» **DIRECTIONS FOR THIS TASK**
Reproduce the entries exactly.

Object point labels
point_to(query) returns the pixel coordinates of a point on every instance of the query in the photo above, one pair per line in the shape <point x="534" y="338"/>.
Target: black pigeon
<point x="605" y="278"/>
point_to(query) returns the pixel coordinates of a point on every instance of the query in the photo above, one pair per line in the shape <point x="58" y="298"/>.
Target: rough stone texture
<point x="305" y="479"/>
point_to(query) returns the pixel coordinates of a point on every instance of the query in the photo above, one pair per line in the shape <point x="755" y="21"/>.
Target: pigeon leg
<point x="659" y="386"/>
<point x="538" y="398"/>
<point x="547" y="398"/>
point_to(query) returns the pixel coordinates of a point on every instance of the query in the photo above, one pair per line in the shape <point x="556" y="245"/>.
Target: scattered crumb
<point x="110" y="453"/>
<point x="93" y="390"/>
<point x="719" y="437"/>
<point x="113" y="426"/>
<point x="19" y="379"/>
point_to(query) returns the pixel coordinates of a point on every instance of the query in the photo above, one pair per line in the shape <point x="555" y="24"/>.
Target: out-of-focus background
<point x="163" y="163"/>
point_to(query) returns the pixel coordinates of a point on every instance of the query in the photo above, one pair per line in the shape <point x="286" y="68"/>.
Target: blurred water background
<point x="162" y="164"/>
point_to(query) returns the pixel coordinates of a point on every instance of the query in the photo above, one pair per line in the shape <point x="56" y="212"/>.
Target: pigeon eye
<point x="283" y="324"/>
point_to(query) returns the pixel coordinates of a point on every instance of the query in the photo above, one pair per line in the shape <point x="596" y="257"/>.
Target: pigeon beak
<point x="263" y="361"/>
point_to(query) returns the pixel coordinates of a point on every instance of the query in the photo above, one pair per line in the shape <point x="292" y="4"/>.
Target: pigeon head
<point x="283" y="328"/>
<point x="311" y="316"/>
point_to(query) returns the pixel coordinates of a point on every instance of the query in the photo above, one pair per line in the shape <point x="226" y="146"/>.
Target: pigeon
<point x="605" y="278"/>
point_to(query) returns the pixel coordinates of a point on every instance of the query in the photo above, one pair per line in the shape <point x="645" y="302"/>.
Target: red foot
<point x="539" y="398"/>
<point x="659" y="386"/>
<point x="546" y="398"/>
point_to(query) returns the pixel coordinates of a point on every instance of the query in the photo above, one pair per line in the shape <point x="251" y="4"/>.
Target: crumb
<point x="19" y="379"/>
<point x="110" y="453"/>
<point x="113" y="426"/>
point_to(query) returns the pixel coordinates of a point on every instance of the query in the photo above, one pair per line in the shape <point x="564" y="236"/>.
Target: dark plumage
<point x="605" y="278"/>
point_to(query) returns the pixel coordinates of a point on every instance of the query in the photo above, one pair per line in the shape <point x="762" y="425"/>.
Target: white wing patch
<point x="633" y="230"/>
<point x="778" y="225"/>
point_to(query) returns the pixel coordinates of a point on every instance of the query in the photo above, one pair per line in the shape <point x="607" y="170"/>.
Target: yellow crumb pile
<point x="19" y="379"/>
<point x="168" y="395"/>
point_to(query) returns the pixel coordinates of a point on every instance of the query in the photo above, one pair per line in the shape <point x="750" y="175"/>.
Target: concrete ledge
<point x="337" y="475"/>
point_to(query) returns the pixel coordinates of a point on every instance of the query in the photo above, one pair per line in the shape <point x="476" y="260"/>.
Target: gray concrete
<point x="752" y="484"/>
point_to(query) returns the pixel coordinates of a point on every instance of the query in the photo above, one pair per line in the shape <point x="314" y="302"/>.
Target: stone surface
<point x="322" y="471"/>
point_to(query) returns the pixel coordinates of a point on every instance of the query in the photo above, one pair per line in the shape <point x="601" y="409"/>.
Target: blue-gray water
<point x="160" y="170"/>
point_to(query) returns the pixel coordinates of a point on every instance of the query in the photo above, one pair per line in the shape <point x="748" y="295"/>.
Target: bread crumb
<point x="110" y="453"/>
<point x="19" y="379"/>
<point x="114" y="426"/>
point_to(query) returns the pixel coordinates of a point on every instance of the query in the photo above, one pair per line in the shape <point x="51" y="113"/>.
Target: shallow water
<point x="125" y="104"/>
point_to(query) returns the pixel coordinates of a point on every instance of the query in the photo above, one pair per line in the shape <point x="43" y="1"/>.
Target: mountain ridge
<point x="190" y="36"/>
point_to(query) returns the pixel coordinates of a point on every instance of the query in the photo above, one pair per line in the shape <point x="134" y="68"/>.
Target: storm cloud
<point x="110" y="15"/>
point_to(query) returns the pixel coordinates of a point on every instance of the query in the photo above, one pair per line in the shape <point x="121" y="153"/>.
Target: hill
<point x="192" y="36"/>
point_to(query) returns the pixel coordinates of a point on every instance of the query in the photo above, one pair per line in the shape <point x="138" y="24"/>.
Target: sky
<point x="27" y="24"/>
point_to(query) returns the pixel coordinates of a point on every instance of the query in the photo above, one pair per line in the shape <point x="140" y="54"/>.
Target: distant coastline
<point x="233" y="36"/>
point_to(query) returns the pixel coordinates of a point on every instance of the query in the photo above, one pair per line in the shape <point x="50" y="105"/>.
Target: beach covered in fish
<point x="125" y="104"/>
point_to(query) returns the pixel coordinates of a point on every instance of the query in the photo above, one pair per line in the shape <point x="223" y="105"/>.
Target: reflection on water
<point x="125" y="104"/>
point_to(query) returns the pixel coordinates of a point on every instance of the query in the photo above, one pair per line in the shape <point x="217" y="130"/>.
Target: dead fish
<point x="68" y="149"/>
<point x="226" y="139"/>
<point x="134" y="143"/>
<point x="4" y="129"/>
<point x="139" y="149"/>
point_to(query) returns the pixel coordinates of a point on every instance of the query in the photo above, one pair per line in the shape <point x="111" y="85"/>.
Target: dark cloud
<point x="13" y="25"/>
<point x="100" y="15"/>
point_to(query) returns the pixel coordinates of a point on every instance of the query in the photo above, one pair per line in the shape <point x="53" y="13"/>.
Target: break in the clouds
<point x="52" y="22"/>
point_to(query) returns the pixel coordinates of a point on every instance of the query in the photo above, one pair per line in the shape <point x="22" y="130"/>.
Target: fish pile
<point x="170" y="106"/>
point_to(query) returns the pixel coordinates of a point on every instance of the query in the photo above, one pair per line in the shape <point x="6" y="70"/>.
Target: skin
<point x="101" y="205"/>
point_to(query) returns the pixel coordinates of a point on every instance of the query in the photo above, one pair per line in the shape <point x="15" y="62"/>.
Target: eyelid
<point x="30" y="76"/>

» **RESPONSE BELOW**
point_to(query) returns the pixel coordinates of a point on every instance of the query in the photo above, one pair per line in the shape <point x="534" y="338"/>.
Target: black pigeon
<point x="605" y="278"/>
point_to(query) returns the pixel coordinates of a point on every instance of the query in the photo above, one pair per line in the shape <point x="58" y="298"/>.
Target: rough stone texture
<point x="305" y="479"/>
point_to(query) returns the pixel coordinates of a point on every instance of the query in the photo above, one pair per line in the shape <point x="755" y="21"/>.
Target: pigeon leg
<point x="659" y="386"/>
<point x="538" y="398"/>
<point x="547" y="398"/>
point_to(query) returns the pixel coordinates of a point on every instance of the query in the photo above, one pair per line in the shape <point x="556" y="245"/>.
Target: scattered crumb
<point x="110" y="453"/>
<point x="93" y="390"/>
<point x="719" y="437"/>
<point x="113" y="426"/>
<point x="19" y="379"/>
point_to(query) returns the pixel coordinates of a point on every instance of the query in the photo above, one pair per line in the shape <point x="555" y="24"/>.
Target: out-of-focus background
<point x="163" y="163"/>
point_to(query) returns the pixel coordinates of a point on every instance of the query in the photo above, one pair per line in the shape <point x="286" y="68"/>.
Target: blurred water background
<point x="162" y="164"/>
point_to(query) returns the pixel coordinates of a point on every instance of the query in the photo above, one pair per line in the shape <point x="56" y="212"/>.
Target: pigeon eye
<point x="283" y="324"/>
point_to(query) returns the pixel coordinates of a point on every instance of the query in the photo above, one pair per line in the shape <point x="596" y="257"/>.
Target: pigeon beak
<point x="263" y="361"/>
point_to(query) returns the pixel coordinates of a point on every instance of the query in the photo above, one pair per line in the shape <point x="292" y="4"/>.
Target: pigeon head
<point x="283" y="328"/>
<point x="311" y="316"/>
point_to(query) returns the pixel coordinates of a point on every instance of the query in the photo above, one pair per line in the shape <point x="226" y="146"/>.
Target: pigeon
<point x="605" y="278"/>
point_to(query) returns the pixel coordinates of a point on every instance of the query in the photo above, one pair per line in the shape <point x="645" y="302"/>.
Target: red foot
<point x="539" y="398"/>
<point x="659" y="386"/>
<point x="546" y="398"/>
point_to(query) returns the pixel coordinates of a point on every instance of the query in the photo above, one pair per line in the shape <point x="251" y="4"/>.
Target: crumb
<point x="19" y="379"/>
<point x="110" y="453"/>
<point x="113" y="426"/>
point_to(query) returns the pixel coordinates of a point on every instance of the query in the photo above, one pair per line in the shape <point x="564" y="236"/>.
Target: dark plumage
<point x="605" y="278"/>
point_to(query) returns the pixel coordinates of a point on every instance of the query in the photo above, one pair per line in the shape <point x="762" y="425"/>.
Target: white wing patch
<point x="633" y="230"/>
<point x="778" y="225"/>
point_to(query) returns the pixel coordinates of a point on every instance of the query in the photo above, one pair per line in the shape <point x="607" y="170"/>.
Target: yellow crumb pile
<point x="19" y="379"/>
<point x="168" y="395"/>
point_to(query) returns the pixel coordinates of a point on every instance of the query in the photo above, one pair per line in the shape <point x="750" y="175"/>.
Target: concrete ledge
<point x="337" y="475"/>
point_to(query) returns the pixel coordinates of a point on every instance of the query in the photo above, one pair per line in the shape <point x="476" y="260"/>.
Target: gray concrete
<point x="752" y="484"/>
point_to(query) returns the pixel coordinates of a point on every instance of the query in the photo above, one pair per line in the shape <point x="314" y="302"/>.
Target: stone surface
<point x="322" y="471"/>
point_to(query) returns the pixel coordinates of a point on every instance of the query in the photo above, one pair per line in the shape <point x="601" y="409"/>.
Target: blue-gray water
<point x="160" y="170"/>
point_to(query) returns the pixel coordinates of a point on every instance of the query in the photo above, one pair per line in the shape <point x="748" y="295"/>.
Target: bread crumb
<point x="110" y="453"/>
<point x="19" y="379"/>
<point x="114" y="426"/>
point_to(query) returns the pixel coordinates of a point on every instance of the query in the photo above, one pair per line in the shape <point x="51" y="113"/>.
Target: shallow water
<point x="125" y="104"/>
point_to(query) returns the pixel coordinates of a point on every instance of the query in the photo above, one pair per line in the shape <point x="43" y="1"/>.
Target: mountain ridge
<point x="190" y="36"/>
point_to(query) returns the pixel coordinates of a point on every instance of the query in the photo above, one pair per line in the shape <point x="134" y="68"/>.
Target: storm cloud
<point x="110" y="15"/>
point_to(query) returns the pixel coordinates of a point on every instance of the query in the photo above, one pair per line in the shape <point x="121" y="153"/>.
Target: hill
<point x="192" y="36"/>
point_to(query) returns the pixel coordinates of a point on every instance of the query in the photo above, one pair per line in the shape <point x="138" y="24"/>.
Target: sky
<point x="27" y="24"/>
point_to(query) returns the pixel coordinates of a point on every instance of the query in the photo above, one pair per line in the shape <point x="140" y="54"/>.
Target: distant coastline
<point x="233" y="36"/>
point_to(query) returns the pixel coordinates of a point on every instance of the query in the photo above, one pair per line in the shape <point x="50" y="105"/>.
Target: beach covered in fish
<point x="125" y="104"/>
point_to(query) returns the pixel coordinates of a point on every instance of the query in the photo above, one pair per line in the shape <point x="223" y="105"/>.
Target: reflection on water
<point x="125" y="104"/>
point_to(query) returns the pixel coordinates of a point on every instance of the query in the photo above, one pair per line in the shape <point x="217" y="130"/>.
Target: dead fish
<point x="68" y="149"/>
<point x="226" y="139"/>
<point x="134" y="143"/>
<point x="4" y="129"/>
<point x="139" y="149"/>
point_to(query) returns the pixel coordinates of a point on every instance of the query in the photo above, one pair per line in the shape <point x="111" y="85"/>.
Target: dark cloud
<point x="13" y="25"/>
<point x="100" y="15"/>
point_to(query) returns the pixel coordinates of a point on every instance of the query in the photo above, one pair per line in the shape <point x="53" y="13"/>.
Target: break in the clouds
<point x="52" y="22"/>
point_to(query) returns the pixel coordinates of a point on every instance of the query in the photo above, one pair per line in the shape <point x="22" y="130"/>.
Target: fish pile
<point x="170" y="106"/>
point_to(query) returns the pixel coordinates of a point on every instance of the query in the photo above, one pair per line in the shape <point x="6" y="70"/>.
Target: skin
<point x="101" y="205"/>
point_to(query) returns the pixel coordinates of a point on every instance of the query in the photo above, one pair per line in the shape <point x="15" y="62"/>.
Target: eyelid
<point x="30" y="76"/>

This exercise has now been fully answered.